(Fragmento seleccionado):
════════════════════

Divorcios sin abogados
Un proyecto de ley enviado al Congreso por el Poder Ejecutivo incluye la alternativa de que dos personas se divorcien, si quieren, mediante una comunicación a la oficina administrativa que haya inscripto su matrimonio. Hoy los cónyuges pueden pedirlo solamente ante un juez y están obligados a contar para eso con la asistencia de dos abogados, uno para cada uno, aunque estén de acuerdo en todo.
Como la elección del divorcio administrativo no requeriría de abogados, el Colegio Público de Abogados de la Capital Federal opinó que el proyecto es “perjudicial a los intereses de los justiciables” y que “deja en clara desventaja a la parte más vulnerable”. Se trata de una defensa corporativa que no viene acompañada de suficientes fundamentos como para debatir con seriedad la iniciativa.
Por obvio que parezca, ninguna autoridad administrativa resolverá conflictos entre los cónyuges sobre el destino de sus bienes o sobre cuestiones vinculadas con sus hijos menores, algo que seguirá siendo asunto de los tribunales y de los abogados.

════════════════════

(Datos almacenados):

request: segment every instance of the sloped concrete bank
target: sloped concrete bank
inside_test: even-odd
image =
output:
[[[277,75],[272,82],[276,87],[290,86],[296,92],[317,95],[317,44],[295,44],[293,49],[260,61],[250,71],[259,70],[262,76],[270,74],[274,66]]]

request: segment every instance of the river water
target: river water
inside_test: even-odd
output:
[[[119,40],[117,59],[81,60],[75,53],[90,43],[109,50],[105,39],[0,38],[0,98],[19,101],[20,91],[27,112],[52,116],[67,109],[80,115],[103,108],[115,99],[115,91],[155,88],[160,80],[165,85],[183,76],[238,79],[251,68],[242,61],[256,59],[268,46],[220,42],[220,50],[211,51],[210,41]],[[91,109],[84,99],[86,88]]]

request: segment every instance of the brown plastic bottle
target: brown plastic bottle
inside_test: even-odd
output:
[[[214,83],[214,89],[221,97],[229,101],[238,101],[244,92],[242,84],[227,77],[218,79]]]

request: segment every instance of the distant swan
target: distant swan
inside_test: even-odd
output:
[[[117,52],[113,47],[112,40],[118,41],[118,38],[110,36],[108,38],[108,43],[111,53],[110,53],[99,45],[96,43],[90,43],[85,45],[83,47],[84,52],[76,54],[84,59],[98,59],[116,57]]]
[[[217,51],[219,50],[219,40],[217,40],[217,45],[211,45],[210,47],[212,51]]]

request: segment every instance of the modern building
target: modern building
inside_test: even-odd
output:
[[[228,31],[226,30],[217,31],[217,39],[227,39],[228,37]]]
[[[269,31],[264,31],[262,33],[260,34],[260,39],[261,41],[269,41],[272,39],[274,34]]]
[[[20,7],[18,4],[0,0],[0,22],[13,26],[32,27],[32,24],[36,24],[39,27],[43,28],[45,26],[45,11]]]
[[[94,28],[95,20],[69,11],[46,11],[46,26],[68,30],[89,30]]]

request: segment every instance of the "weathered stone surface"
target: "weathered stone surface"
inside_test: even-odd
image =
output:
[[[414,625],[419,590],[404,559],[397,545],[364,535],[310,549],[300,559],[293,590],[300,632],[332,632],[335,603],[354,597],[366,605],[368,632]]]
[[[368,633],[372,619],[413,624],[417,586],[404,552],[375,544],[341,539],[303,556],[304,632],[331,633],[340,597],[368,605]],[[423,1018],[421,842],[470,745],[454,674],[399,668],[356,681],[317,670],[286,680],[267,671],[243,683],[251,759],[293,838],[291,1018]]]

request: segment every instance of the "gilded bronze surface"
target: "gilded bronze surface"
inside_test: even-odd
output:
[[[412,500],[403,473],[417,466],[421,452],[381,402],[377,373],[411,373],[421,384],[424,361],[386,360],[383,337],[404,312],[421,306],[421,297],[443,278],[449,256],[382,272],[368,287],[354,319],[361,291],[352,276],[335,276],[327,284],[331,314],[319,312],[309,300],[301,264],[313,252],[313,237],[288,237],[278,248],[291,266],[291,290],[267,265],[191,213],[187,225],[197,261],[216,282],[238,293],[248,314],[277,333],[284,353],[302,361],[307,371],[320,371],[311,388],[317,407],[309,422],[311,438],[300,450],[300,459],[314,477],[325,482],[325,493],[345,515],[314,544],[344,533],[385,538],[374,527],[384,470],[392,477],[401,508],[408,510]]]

════════════════════

(Actividades):
1. Según el texto sobre el divorcio sin abogados, ¿qué motivo llevó al Colegio Público de Abogados de la Capital Federal a opinar en contra del proyecto?
2. Escribe la continuación del texto sobre el divorcio sin abogados a partir del punto en que termina.

(Solucionario):
1. El Colegio opinó así porque la elección del divorcio administrativo no requeriría de abogados. Por eso sostuvo que el proyecto es "perjudicial a los intereses de los justiciables" y que "deja en clara desventaja a la parte más vulnerable".

2.
Como suele ocurrir, se enarbolan las “incumbencias” de la profesión, que tienen poco que ver en el asunto. Una cosa es la licencia de alguien para hacer algo que tienen prohibido al resto de los mortales y otra es la obligación de contratarlo. Solamente los médicos pueden prescribir psicofármacos, pero las personas adultas y capaces no están obligadas a visitar un psiquiatra cada vez que tienen problemas emocionales.
Los abogados tienen atribuciones exclusivas razonables, como patrocinar una demanda o su contestación. También la ley les da otras que no son para nada exclusivas, como la de “evacuar consultas jurídicas”, porque de hecho y pacíficamente eso lo hacen también escribanos, contadores, agentes inmobiliarios, despachantes de aduana. Pero los abogados son, además, beneficiarios de una obligación de contratación en algunos asuntos judiciales. No se puede litigar en asuntos civiles o laborales sin abogados (las leyes no son muy coherentes: sí puede alguien defenderse solo ante un tribunal penal que podría mandarlo a la cárcel). Que solo un abogado pueda patrocinar a un litigante no es conceptualmente lo mismo que la obligatoriedad de contratarlo en un asunto no controvertido, como un divorcio o una sucesión totalmente acordadas, nada más que porque de él podría surgir un conflicto, algo que podría predicarse de cualquier interacción humana.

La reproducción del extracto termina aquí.